■ What is required ■
Please repeat, precisely as written, only the lines from the one containing "Where can the distant mountain" through the last line of the records below, pictures omitted.

%%

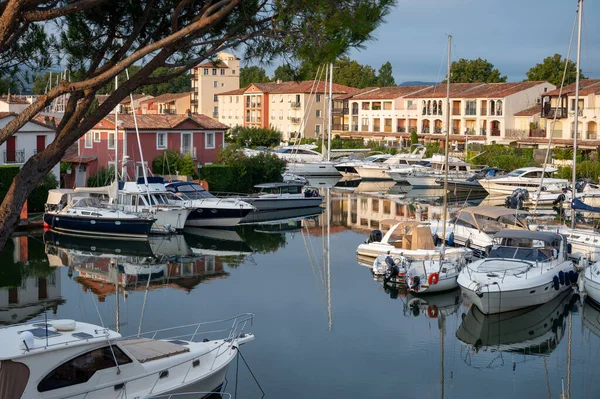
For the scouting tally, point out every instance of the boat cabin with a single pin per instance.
(533, 246)
(533, 173)
(188, 190)
(491, 219)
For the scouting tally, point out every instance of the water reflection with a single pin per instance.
(29, 286)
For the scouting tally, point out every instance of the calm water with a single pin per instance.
(346, 336)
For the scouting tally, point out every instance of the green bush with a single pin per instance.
(103, 177)
(255, 137)
(246, 171)
(39, 195)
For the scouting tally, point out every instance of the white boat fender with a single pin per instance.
(64, 325)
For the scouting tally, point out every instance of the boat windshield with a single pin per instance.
(516, 173)
(531, 254)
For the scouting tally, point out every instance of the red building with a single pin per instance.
(195, 135)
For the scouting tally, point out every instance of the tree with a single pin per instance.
(385, 77)
(252, 74)
(551, 69)
(99, 39)
(473, 71)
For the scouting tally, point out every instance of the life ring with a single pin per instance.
(433, 278)
(432, 312)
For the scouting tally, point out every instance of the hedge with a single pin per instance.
(220, 178)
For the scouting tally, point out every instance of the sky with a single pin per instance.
(514, 35)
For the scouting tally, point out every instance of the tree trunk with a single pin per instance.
(30, 175)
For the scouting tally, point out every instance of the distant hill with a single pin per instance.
(417, 83)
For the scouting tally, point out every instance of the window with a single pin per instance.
(80, 369)
(88, 140)
(209, 140)
(161, 141)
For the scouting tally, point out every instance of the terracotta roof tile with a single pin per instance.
(306, 86)
(531, 111)
(167, 97)
(165, 121)
(218, 64)
(586, 87)
(499, 90)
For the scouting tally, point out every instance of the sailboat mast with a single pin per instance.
(330, 111)
(446, 141)
(576, 116)
(116, 134)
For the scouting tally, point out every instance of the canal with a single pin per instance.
(324, 326)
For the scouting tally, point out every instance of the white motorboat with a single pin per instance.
(152, 198)
(474, 227)
(71, 212)
(528, 178)
(531, 330)
(524, 268)
(67, 359)
(591, 281)
(423, 177)
(348, 168)
(379, 171)
(206, 209)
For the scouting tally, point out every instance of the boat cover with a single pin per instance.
(146, 349)
(579, 205)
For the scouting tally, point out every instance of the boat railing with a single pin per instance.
(232, 326)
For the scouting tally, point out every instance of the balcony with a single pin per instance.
(343, 128)
(17, 156)
(551, 113)
(537, 133)
(340, 111)
(188, 151)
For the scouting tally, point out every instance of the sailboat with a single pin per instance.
(434, 271)
(322, 167)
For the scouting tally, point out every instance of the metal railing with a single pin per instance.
(17, 156)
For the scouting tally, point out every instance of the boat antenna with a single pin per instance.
(560, 90)
(576, 116)
(446, 147)
(137, 134)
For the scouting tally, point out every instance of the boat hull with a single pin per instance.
(99, 227)
(496, 300)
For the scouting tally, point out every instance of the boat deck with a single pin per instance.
(146, 350)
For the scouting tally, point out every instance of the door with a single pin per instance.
(11, 150)
(40, 144)
(42, 288)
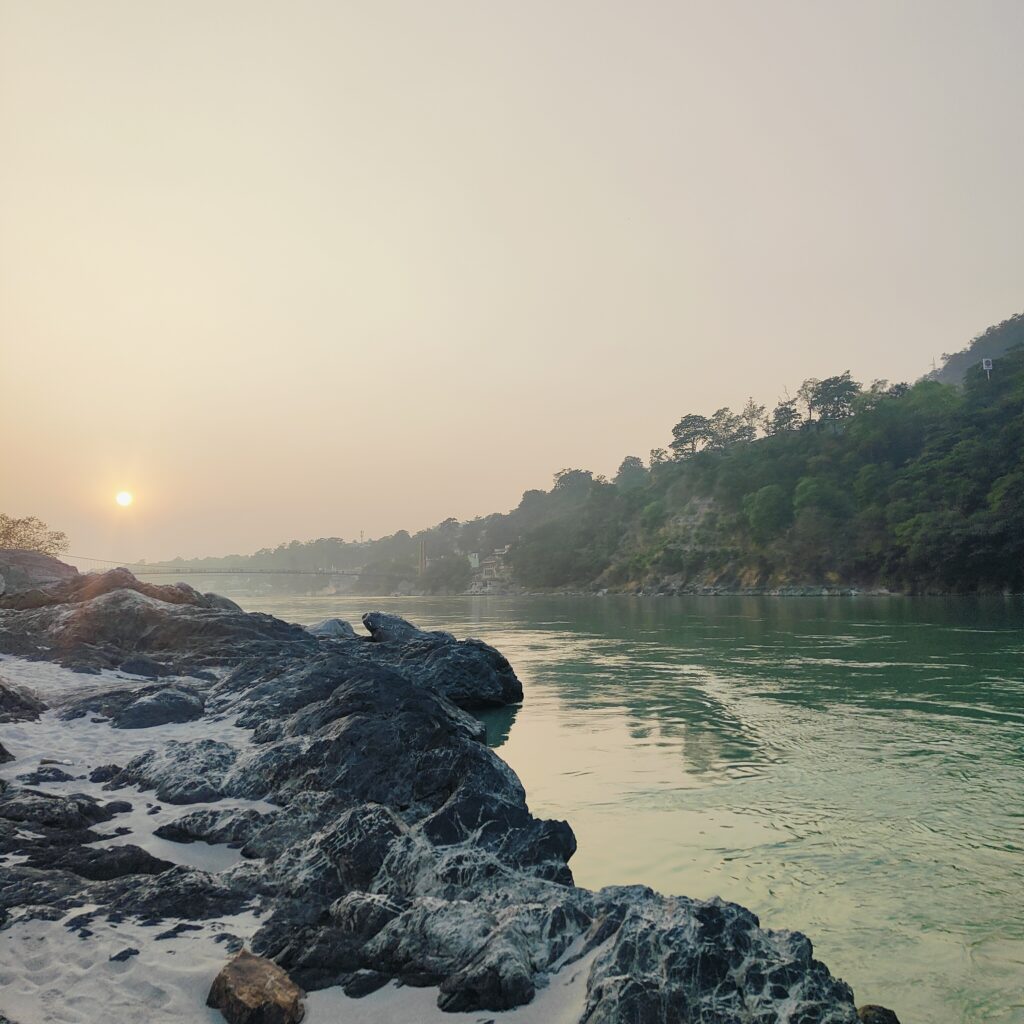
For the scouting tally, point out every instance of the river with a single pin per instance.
(852, 768)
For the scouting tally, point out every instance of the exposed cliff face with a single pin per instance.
(375, 836)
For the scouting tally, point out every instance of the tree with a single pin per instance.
(834, 396)
(632, 473)
(784, 417)
(806, 393)
(754, 419)
(691, 432)
(572, 480)
(724, 429)
(448, 574)
(768, 511)
(31, 534)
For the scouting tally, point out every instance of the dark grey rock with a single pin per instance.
(181, 772)
(104, 773)
(48, 773)
(871, 1014)
(100, 865)
(214, 825)
(18, 704)
(23, 571)
(174, 704)
(336, 629)
(400, 846)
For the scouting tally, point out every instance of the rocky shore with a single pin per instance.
(182, 779)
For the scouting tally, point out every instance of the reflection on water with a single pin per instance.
(852, 768)
(498, 722)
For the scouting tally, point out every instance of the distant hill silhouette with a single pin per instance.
(994, 342)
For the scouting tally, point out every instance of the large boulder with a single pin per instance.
(334, 629)
(18, 704)
(872, 1014)
(253, 990)
(27, 570)
(469, 673)
(397, 845)
(119, 621)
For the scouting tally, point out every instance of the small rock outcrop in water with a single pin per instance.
(391, 844)
(252, 990)
(337, 629)
(871, 1014)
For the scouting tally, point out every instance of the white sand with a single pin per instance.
(48, 975)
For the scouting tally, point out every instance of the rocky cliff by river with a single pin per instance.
(184, 779)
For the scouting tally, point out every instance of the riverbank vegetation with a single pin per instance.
(913, 487)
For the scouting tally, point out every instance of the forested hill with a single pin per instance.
(994, 342)
(911, 487)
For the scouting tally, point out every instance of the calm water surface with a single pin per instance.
(853, 768)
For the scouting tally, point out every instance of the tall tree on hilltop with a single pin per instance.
(689, 434)
(31, 534)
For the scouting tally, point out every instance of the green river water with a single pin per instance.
(852, 768)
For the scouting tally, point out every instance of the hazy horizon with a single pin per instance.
(305, 270)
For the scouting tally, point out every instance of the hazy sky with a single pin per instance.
(292, 269)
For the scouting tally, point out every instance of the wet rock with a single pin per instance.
(214, 825)
(253, 990)
(117, 619)
(18, 704)
(22, 571)
(174, 704)
(871, 1014)
(469, 673)
(101, 865)
(336, 629)
(181, 772)
(176, 893)
(385, 628)
(76, 811)
(139, 665)
(48, 773)
(104, 773)
(400, 846)
(712, 958)
(360, 983)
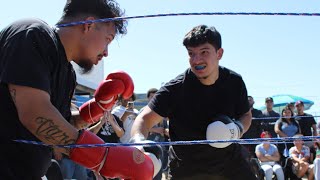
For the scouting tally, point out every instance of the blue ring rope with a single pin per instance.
(240, 141)
(188, 14)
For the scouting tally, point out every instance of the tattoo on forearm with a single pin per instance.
(52, 132)
(13, 93)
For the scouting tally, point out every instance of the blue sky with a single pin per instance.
(274, 54)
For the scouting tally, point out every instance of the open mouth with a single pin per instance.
(200, 67)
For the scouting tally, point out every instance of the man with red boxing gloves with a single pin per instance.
(207, 101)
(37, 82)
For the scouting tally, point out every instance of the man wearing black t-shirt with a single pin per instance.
(306, 121)
(200, 104)
(37, 82)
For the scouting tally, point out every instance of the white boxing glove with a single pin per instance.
(223, 128)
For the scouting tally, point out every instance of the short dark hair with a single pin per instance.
(152, 90)
(99, 8)
(202, 34)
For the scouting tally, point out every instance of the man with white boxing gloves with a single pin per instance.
(207, 101)
(37, 82)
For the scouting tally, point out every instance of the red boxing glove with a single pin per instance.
(127, 81)
(112, 162)
(106, 96)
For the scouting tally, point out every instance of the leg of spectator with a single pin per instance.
(267, 171)
(67, 168)
(80, 172)
(302, 169)
(277, 169)
(316, 169)
(310, 172)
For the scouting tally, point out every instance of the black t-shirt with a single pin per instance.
(255, 128)
(306, 123)
(191, 107)
(31, 54)
(107, 132)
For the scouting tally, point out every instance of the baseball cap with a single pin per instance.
(298, 102)
(269, 99)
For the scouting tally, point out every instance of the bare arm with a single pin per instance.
(95, 128)
(246, 119)
(117, 129)
(77, 121)
(314, 127)
(145, 121)
(274, 157)
(261, 157)
(278, 131)
(41, 118)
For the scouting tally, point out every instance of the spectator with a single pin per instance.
(271, 117)
(287, 126)
(268, 156)
(255, 129)
(316, 162)
(306, 122)
(126, 113)
(291, 106)
(300, 155)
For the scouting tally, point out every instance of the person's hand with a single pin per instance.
(223, 128)
(108, 117)
(166, 132)
(57, 155)
(106, 95)
(159, 130)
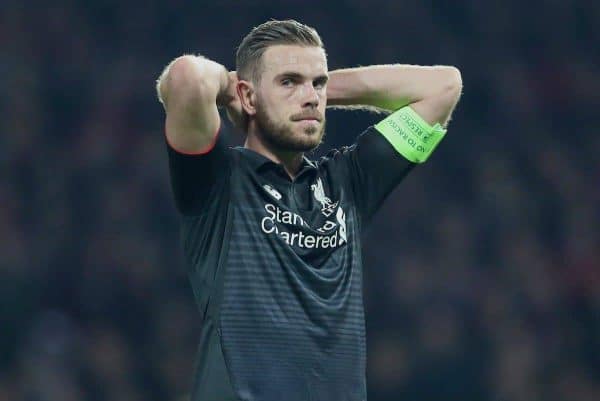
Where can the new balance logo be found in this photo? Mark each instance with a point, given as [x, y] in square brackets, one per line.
[272, 191]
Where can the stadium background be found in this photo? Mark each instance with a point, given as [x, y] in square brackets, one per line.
[481, 270]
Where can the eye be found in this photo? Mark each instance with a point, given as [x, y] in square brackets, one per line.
[320, 84]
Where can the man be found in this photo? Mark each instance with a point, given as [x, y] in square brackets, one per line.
[272, 239]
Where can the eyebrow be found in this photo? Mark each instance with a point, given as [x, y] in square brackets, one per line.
[295, 75]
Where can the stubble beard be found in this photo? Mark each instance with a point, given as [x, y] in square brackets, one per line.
[282, 137]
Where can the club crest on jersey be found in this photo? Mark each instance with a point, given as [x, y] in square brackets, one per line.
[272, 191]
[327, 206]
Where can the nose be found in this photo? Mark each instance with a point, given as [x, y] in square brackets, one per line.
[310, 96]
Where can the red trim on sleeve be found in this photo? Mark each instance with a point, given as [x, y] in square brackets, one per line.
[199, 152]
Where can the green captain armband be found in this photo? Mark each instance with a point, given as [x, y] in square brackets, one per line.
[410, 135]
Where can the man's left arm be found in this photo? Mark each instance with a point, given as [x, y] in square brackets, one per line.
[422, 100]
[431, 91]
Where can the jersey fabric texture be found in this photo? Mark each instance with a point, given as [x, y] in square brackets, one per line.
[275, 267]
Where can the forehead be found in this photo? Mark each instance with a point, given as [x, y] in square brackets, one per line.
[304, 60]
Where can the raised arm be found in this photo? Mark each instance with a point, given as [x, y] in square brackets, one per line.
[190, 89]
[431, 91]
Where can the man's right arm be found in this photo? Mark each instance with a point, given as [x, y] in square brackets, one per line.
[190, 89]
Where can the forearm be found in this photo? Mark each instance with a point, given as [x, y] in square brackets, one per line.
[390, 87]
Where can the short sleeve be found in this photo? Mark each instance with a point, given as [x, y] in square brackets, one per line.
[197, 179]
[375, 169]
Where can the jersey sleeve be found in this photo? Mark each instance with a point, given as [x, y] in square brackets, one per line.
[198, 179]
[375, 169]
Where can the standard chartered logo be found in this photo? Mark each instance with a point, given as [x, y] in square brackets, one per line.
[269, 225]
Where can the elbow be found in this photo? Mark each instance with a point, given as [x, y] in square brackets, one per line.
[452, 81]
[185, 78]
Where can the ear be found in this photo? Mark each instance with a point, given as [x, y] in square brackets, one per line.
[247, 96]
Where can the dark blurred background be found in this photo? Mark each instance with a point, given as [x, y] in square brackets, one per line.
[481, 271]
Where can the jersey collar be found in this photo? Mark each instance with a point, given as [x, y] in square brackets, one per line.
[257, 160]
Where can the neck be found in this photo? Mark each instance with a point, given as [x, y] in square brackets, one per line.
[290, 160]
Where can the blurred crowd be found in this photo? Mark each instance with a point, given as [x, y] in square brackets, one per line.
[482, 270]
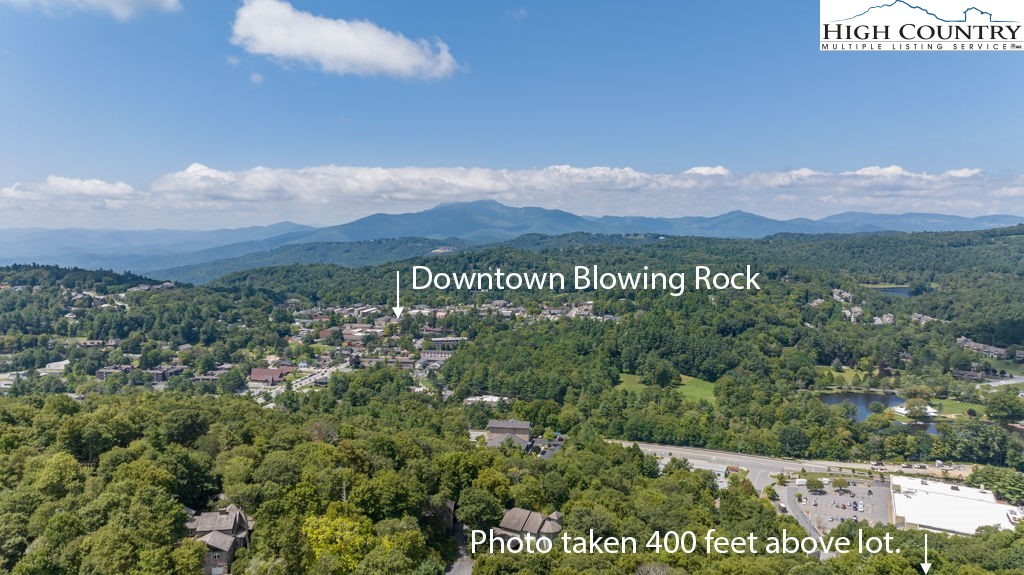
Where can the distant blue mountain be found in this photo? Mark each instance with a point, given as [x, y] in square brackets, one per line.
[176, 253]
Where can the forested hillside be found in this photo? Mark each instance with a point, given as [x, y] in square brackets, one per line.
[129, 400]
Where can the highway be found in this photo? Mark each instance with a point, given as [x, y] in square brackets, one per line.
[761, 469]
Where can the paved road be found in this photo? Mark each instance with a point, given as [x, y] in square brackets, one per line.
[761, 468]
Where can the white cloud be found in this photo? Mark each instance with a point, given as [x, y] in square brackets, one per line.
[121, 9]
[58, 195]
[275, 29]
[962, 173]
[708, 171]
[205, 196]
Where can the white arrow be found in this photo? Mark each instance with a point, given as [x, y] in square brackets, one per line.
[397, 309]
[926, 567]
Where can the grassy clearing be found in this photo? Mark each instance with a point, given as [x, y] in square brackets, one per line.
[690, 388]
[953, 407]
[630, 383]
[846, 374]
[884, 285]
[696, 390]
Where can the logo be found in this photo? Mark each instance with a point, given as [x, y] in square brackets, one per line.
[954, 26]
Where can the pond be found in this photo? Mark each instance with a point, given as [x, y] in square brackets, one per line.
[861, 400]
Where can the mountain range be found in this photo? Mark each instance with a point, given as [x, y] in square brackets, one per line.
[199, 256]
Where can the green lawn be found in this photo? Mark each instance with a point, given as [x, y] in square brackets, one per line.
[884, 285]
[690, 388]
[696, 390]
[953, 407]
[847, 373]
[630, 383]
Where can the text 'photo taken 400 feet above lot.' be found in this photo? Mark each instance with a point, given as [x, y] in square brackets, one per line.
[511, 288]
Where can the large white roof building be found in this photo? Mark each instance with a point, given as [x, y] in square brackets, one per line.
[924, 503]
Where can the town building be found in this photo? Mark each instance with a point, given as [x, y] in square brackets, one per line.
[933, 505]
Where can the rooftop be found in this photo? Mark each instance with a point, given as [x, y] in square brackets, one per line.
[952, 509]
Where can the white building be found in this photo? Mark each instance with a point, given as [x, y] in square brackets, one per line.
[923, 503]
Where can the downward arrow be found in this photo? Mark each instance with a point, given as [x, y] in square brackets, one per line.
[397, 309]
[926, 567]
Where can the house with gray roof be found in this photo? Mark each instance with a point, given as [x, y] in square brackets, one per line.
[224, 532]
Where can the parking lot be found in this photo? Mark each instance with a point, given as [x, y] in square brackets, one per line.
[825, 510]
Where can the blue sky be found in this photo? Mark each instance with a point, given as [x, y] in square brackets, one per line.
[221, 113]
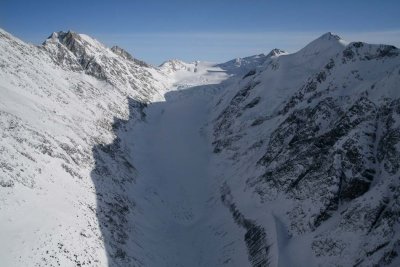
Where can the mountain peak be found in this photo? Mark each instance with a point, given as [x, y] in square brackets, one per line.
[328, 44]
[329, 36]
[276, 52]
[121, 52]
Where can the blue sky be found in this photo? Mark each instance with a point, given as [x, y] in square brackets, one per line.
[216, 30]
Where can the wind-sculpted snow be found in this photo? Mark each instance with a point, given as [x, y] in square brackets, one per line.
[269, 160]
[322, 159]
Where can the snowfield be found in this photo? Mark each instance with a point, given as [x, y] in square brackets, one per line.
[276, 159]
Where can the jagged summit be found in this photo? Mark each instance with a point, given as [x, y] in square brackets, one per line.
[326, 43]
[121, 52]
[330, 36]
[276, 52]
[108, 163]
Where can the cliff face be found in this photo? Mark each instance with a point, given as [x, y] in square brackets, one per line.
[270, 160]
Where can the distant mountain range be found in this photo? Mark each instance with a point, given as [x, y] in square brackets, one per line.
[278, 159]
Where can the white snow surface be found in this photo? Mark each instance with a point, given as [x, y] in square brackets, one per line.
[52, 117]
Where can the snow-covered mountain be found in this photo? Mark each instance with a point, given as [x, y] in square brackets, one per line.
[271, 160]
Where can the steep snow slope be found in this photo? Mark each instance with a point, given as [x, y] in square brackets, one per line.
[271, 160]
[312, 146]
[52, 115]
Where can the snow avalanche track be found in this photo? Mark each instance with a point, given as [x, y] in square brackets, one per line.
[180, 201]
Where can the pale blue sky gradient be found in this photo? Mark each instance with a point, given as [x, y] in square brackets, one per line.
[216, 30]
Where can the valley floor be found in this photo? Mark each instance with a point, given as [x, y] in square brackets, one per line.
[180, 202]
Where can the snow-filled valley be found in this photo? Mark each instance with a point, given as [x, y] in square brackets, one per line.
[270, 160]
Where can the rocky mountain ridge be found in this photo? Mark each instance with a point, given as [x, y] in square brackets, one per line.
[300, 156]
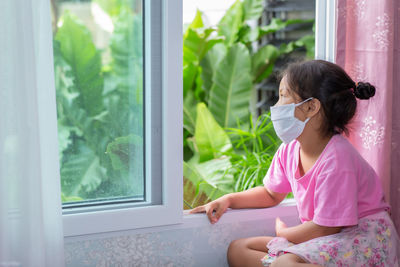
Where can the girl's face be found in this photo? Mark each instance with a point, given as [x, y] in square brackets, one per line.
[287, 96]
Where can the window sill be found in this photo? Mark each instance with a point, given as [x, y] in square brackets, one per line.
[286, 209]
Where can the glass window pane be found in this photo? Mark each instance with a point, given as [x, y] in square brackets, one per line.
[98, 57]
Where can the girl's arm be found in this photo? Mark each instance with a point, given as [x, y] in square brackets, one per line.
[303, 232]
[258, 197]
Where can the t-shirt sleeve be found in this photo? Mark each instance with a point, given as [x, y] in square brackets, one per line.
[335, 199]
[276, 179]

%%

■ Response box ■
Where can the distant mountain range be found in this photo? Mark each instance with a point, given as [x, y] in square brackets, one per line.
[278, 159]
Where can the white snow surface be found in this photo? Mark each instance with a point, given as [x, y] in square brackets, one per line.
[52, 117]
Where can the snow-covered mountain be found in this photo? Mark each instance with a point, given as [x, y] in square brackets, one per line.
[271, 160]
Where can the steep snow slope be found in this photo? Mark each instance with a point, given as [x, y] in square brackets, one per line.
[271, 160]
[312, 146]
[52, 115]
Where can the snow avalanche track be found in this photo? Mark each instance with a point, given as [x, y] in square brackets, one per line.
[180, 201]
Where can the pale blue sky gradient be found in this photo? Mark each instance with a point, given as [x, y] in square brackets, one per line.
[216, 30]
Where can the valley floor be found in this photo? Mark each instance with a point, given as [x, y] in square brackets, one per line.
[180, 202]
Where can the snow-filled valley be found in this photo? Mark each instance with a point, given as [x, y] in square brackets, one per line.
[270, 160]
Where can the rocky mountain ridge be found in this photo? Mark each instance with a point, given as [x, y] in square brackets, one per line.
[300, 156]
Where can the girl's face be found in this photo? Mark each instance with a point, given as [x, y] in square brackets, one per line.
[287, 96]
Where can the window sill be found in this photo? Mark each instance with a point, given as [x, y] in square brackets, one per line.
[286, 209]
Where can the glass window pane be found in this photo? Mark each instance with a point, given as [x, y] in square brackets, one per line.
[98, 57]
Where can the girl's arm be found in this photo? Mark each instance with a point, given as [x, y] in square brackets, one per line.
[303, 232]
[258, 197]
Where can the t-shirt sleeve be found in this photo? Mark each instance with a point, given as [x, y] in square brackets, one per line.
[335, 199]
[276, 179]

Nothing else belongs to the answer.